DESCRIPTION OF THE TASK :: Carry on the passage about when offers and acceptances take effect under Indian contract law, picking up after its last sentence.

QUOTED PASSAGE ::
★ ★ ★ ★ ★ ★ ★
When is the offer made?

 

ICA            Under the Indian Contract an offer is made “when it comes to the knowledge of the person to whom it is made”.

 

ITA Under the IT Act, an offer made using electronic means is made when (a) the electronic record enters the addressee’s information system (if he has a designated computer resource) or (b) if not sent to a designated information system (if he has a designated computer resource) then when the addressee receives it or (c) if the addressee has not designated a computer resource then when the record enters the recipient’s computer resource.

 

When is acceptance complete

The Post Box Rule

ICA            Under Indian Contract, an acceptance is complete (as against the proposer) when it is put in a course of transmission to him so as to be out of the power of the acceptor. It is complete (as against the acceptor) when it comes to the knowledge of the proposer.

 

Operation of the Rule:

 

1)        a postal acceptance prevails over a withdrawal of an offer which was posted before the acceptance but which had not reached the offeree when the acceptance was posted;

 

2)        a postal acceptance take effect even though it never reaches the offeror because it is lost through an accident in the post , and

 

3)        the same rule applies where an acceptance is merely delayed through an accident in the post.

 

 

To bring about a concluded contract the acceptance must be communicated in some perceptible form which may be by speech, writing or other acts both offer and acceptance must be unqualified and unconditional. The case of an acceptance being “put in a course of transmission to” the proposer, but failing to reach him, is not expressly dealt with. Where the agreement is to consist in mutual promises, a binding contract appears to be formed by a letter of acceptance despatched in the usual way, even if it does not arrive at all, unless the proposal was expressly made conditional on the actual receipt of an acceptance within a prescribed time, or in due course. When the proposal and acceptance are made by letters, the contract is made at the time when and the place where the letter of acceptance is posted.

 

        A letter of acceptance misdirected by the acceptor’s fault cannot be deemed to have been effectually put in a course of transmission to the proposer, this case was properly distinguished by the Allahabad High Court from that of an insufficient address furnished by the proposer himself.  There the proposer’s own want of care obviously cannot extenuate, but will if possible aggravate, the risk imposed on him but the general rule of law.
★ ★ ★ ★ ★ ★ ★
EXCERPTED RECORDS ::
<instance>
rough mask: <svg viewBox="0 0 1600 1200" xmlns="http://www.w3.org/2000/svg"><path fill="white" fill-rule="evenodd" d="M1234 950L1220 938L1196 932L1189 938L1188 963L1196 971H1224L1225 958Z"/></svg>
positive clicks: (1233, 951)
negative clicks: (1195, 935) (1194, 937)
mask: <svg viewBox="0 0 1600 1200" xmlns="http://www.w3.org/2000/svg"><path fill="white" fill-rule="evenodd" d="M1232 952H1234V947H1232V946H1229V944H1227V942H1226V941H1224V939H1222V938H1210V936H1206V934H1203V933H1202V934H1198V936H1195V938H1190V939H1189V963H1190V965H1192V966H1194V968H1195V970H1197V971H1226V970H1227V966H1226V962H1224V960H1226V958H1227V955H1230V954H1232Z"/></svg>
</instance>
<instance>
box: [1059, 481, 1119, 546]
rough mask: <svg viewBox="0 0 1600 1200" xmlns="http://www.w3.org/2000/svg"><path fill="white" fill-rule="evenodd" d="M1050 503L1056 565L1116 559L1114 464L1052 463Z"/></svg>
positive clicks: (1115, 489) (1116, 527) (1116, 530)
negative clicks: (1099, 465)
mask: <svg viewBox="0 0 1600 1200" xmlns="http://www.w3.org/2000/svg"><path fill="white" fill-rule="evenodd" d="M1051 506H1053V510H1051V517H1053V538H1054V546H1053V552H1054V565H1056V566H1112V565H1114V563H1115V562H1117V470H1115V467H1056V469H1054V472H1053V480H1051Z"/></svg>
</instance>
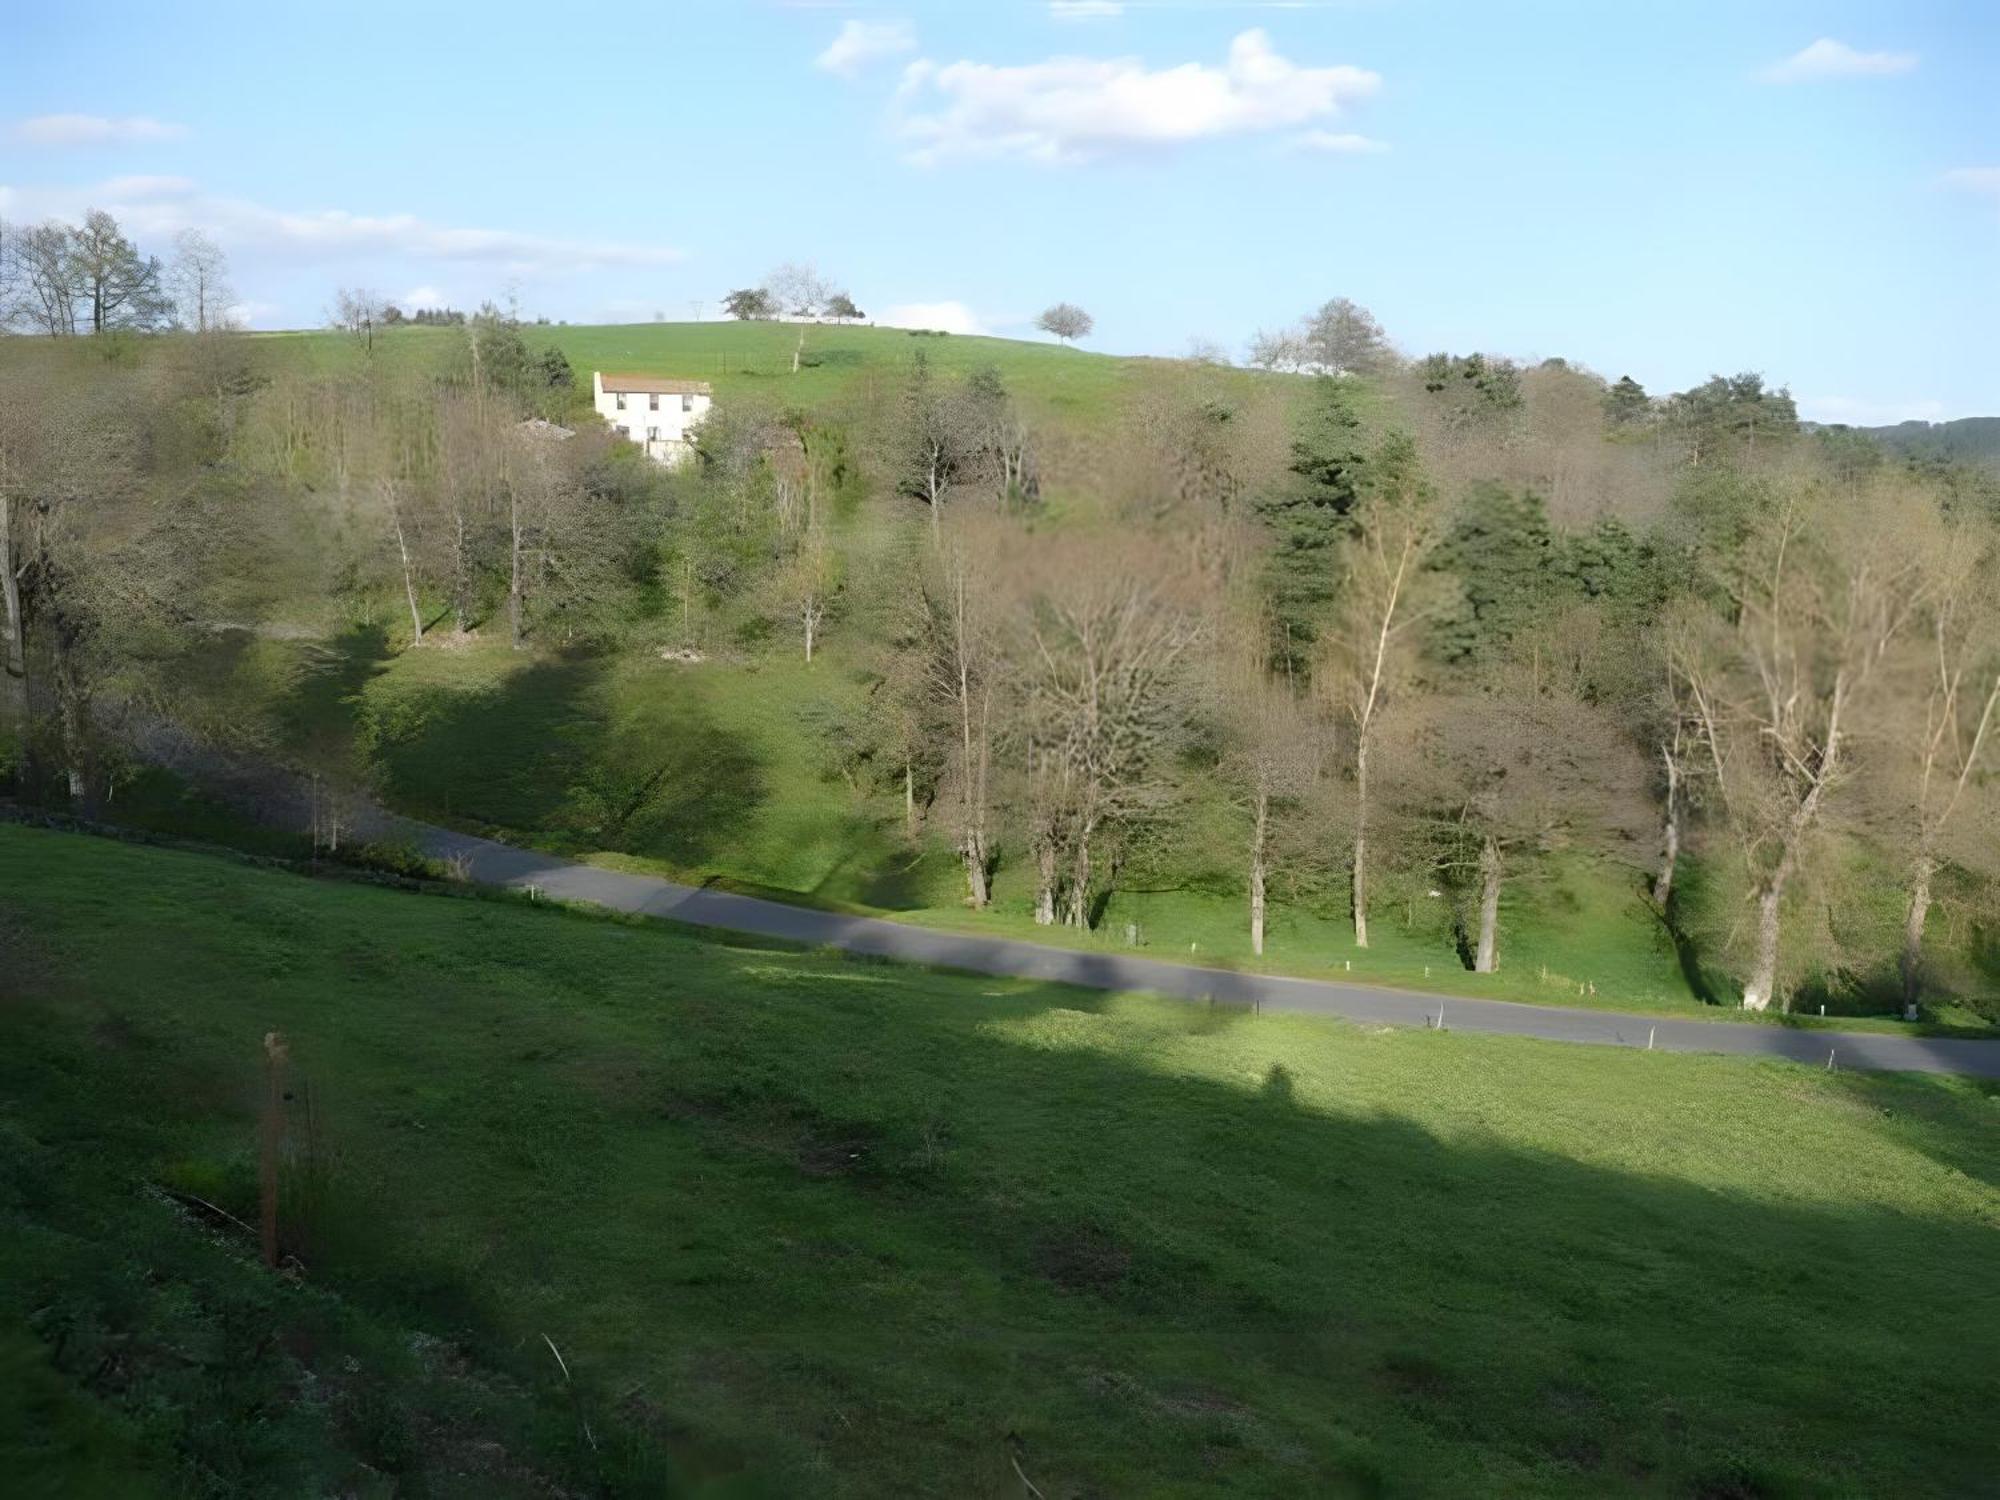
★ ★ ★ ★ ★ ★ ★
OUTPUT FOR THIS EXERCISE ::
 

Exception to the post box rule

ICA                        Exclusion of Postal Rule. -  Postal rule can be excluded by the terms of the offer, and whether it is excluded or not the question is one of construction.  If it is expressly agreed that the acceptance to be binding must not only be in writing but had to reach the offeror the mere posting not being enough, there will be no contract till the condition is fulfilled.

 

In Entores, Ltd. v. Miles Far East Corporation[5], it was held that the post box rule does not apply to acceptances made by some instantaneous mode of communication. In Entores case it was held in the case of oral communication or by telex or telephone an acceptance is communicated when it is actually received by the offeror. The rule is sound and practical because the oral acceptance may be drowned by the noise of a flying aircraft, or the telephone goes dead or feeble and indistinct that it is not heard. There is consequently no contract. In that case  the offer was made in Amsterdam and notification of the acceptance was received in London, the contract resulting thereupon was held to be made in London. The rule in Entores case has been accepted in India in a majority judgement of the Supreme Court[6].

 

The draftsman of Contract Act did not envisage use of the telephone as a means of personal conversation between parties separated in space and could not have intended to make any rule in that behalf. A fortiori it will apply to modern telecommunication means still less. In a contract concluded on the telephone or by telex, the parties will be taken to be in the presence of each other and the place of acceptance will be the place where the acceptance is received or where the offeror was[7]. The rule of instantaneous communications between the parties is different from the rule about the post.  In the case of communications by post an acceptance is complete as soon as it is put in the post box and that is the place where the contract is made.  In the case of instantaneous communications, the contract is only complete when the acceptance is received by the offeror and the contract is made when the acceptance is received.

 

Telex - time of receipt of message. >-  A message sent by telex is taken to have been received by the addressee when the message is received by the telex machine and not when the addressee’s attention is drawn to it. He cannot rely on his own or his servants failure to take cognizance of the message in the normal business-like manner.

 

Telegrams. -  The rule in regard to telegrams is the same as in the case of letters by post, i.e. the acceptance is complete when the letter is put in the post or the telegram is handed for dispatch to the telegraph office.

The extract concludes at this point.